In the article about Jeremy Corbyn's leadership campaign, how much did the writer pay to become able to vote for him?

## [DOCUMENT]
◇ ◇ ◇ ◇ ◇ ◇ ◇

Jeremy Corbyn joins Pride in London, alongside some of the activists backing his campaign. Photo: Steve Eason
This article is taken from the forthcoming issue of Red Pepper – get a subscription now.
Wherever you turn, democracy is being closed down: the EU/IMF trying to crush the elected Greek government; New Labour picking apart Ed Miliband’s leadership while closing wider debate on the party’s future by trying to ensure a new leader of their ilk; concerted Tory attacks on trade union rights and social security. I felt trapped. And a Labour leadership election that made the choice of washing powder look like competition seemed only to mock my predicament. But then I’m not in the Labour Party, so maybe, I’d been thinking until recently, I could just close my eyes and turn off the radio.
Then, to my delight, I heard that Jeremy Corbyn was going to try to get on the ballot paper (followed soon after by Alexis Tsipras’s equally heartening call for a referendum). It’s not that I look to Corbyn (or Tsipras for that matter) as knights in shining armour coming to the rescue. No, Jeremy Corbyn is just one of a modest band of Labour MPs, building on the tradition of Tony Benn and Ken Livingstone, who don’t ask to see your party card before joining struggles and debates beyond the walls of Westminster.
Then he made it into the contest. Without a moment’s hesistation, I clicked on the link that, at the cost of three quid, would enable me to vote for him. The cost of two pensioner swims at the London Fields lido! To be honest, the Labour Party isn’t worth that valuable three quid. But a platform for someone who not only insists that there is an alternative, but stretches himself to support everyone who is fighting for it, is beyond anything that money can buy.
It might sound perverse, but I believe Jeremy Corbyn should be supported not as an attempt to ‘reclaim the Labour Party’ but as a transition to a political organisation beyond the Labour Party and beyond parliamentary politics.
In this sense his campaign today is not of the same order as Tony Benn’s campaigns for the deputy leadership in 1981 (against Denis Healey) and the leadership in 1988 (against Neil Kinnock). These were campaigns that were part of concerted attempts to turn the Labour Party into a genuinely socialist party, just at the moment when neoliberalism was gaining its pervasive, octopoid grip on British politics. Though I was collaborating with Tony Benn on issues of industrial democracy at the time, I did not support his leadership campaigns. I believed – and continue to believe – too strongly that there were deep structural limits to the possibility of turning the Labour Party into a truly socialist body.
Jeremy Corbyn’s campaign is taking place in a context where a thoroughgoing neoliberal politics has taken over the UK state – and much of the Labour Party apparatus with it – and hollowed them out of all live forms of democracy. Moreover, through destroying the welfare state and any legitimacy for a progressive tax system, neoliberal economics has destroyed all material bases of a public good or even moderately just national economy.
The economic and political conditions for social democracy no longer exist. The prevarications of both Ed Miliband and Andy Burnham are indications of this. Their goals are social democratic but the world of a mixed economy, where the profits of a productive capitalist sector could be taxed and redistributed to provide universal welfare, social security and a public infrastructure for the benefit of all, no longer exists. It has been replaced by a financialised global capitalism, where financial flows shape politics rather than politics intervening in a productive economy tied to territory and geographic markets. In the face of such global monsters that have already weakened the organisations of labour, social democracy as we have known it is visibly too weak to be an effective champion of social justice.

◇ ◇ ◇ ◇ ◇ ◇ ◇

Data listing

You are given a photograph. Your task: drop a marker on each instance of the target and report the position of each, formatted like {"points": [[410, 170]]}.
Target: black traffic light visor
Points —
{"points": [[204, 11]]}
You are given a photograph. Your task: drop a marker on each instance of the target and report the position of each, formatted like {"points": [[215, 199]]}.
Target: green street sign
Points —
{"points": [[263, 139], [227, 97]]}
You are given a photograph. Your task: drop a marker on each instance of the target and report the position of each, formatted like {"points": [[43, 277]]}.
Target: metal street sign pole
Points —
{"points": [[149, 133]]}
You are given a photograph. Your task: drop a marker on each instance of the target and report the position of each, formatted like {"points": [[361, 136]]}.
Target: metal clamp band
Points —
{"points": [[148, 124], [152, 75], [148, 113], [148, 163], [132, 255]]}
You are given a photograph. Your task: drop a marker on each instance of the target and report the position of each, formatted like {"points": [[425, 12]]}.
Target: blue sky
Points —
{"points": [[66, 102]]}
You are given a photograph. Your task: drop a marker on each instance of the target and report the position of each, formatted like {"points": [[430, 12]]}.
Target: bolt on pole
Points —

◇ ◇ ◇ ◇ ◇ ◇ ◇

## [REPLY TO THE TASK]
Three quid.